» Task requirements:
The answer must consist of every line below that holds the word "instance".

━━━ Entries supplied ━━━

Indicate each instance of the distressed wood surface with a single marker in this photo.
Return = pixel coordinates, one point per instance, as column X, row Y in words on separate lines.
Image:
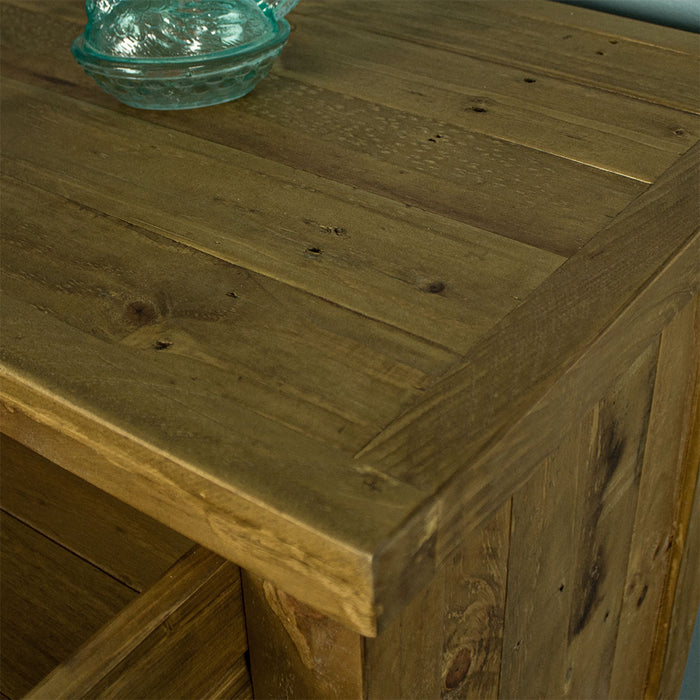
column 339, row 328
column 445, row 644
column 388, row 151
column 51, row 601
column 567, row 568
column 184, row 637
column 498, row 32
column 119, row 540
column 657, row 516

━━━

» Answer section:
Indicate each instance of the distressed wood surface with a single marker in this photo.
Return = pixel coordinates, one point per instance, as column X, row Y in words on separate lines.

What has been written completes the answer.